TASK 1: From the text on investor sentiment toward Chinese assets, extract the part that opens with the words containing "China is slipping" and closes with "and undermined commerce.", copying it word for word.
TASK 2: In the text on investor sentiment toward Chinese assets, what happened to the MSCI China Index of stocks?

READING PASSAGE:

========

Investors in Chinese assets are showing zero tolerance for negative news and setting a high bar for the good.

Patience is in short supply as Beijing sticks to a wait-and-see approach on the economy, taking little notice of calls for more forceful stimulus. While underwhelming growth and corporate earnings may partly explain the deterioration in sentiment, the speed at which bearishness spread across Chinese markets speaks to something more deep-rooted.

The yuan weakened past 7 per dollar for the first time this year, while the MSCI China Index of stocks set a new low for 2023. Even the government-bond rally stalled, with futures halting a seven-week rally.

China is slipping into a “confidence trap” for consumers, businesses and investors, to borrow a term used by Citigroup Inc. economists this week. Anxiety is elevated after three years of heated tensions with the West, President Xi Jinping’s punishing regulatory campaigns and strict Covid-control policies that left a record number of young people unemployed and undermined commerce.

========

[Extracted records]

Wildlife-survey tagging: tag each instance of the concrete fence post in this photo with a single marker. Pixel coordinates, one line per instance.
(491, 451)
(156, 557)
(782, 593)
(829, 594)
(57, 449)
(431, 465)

========

FINAL ANSWER 1:
China is slipping into a “confidence trap” for consumers, businesses and investors, to borrow a term used by Citigroup Inc. economists this week. Anxiety is elevated after three years of heated tensions with the West, President Xi Jinping’s punishing regulatory campaigns and strict Covid-control policies that left a record number of young people unemployed and undermined commerce.

FINAL ANSWER 2: It set a new low for 2023.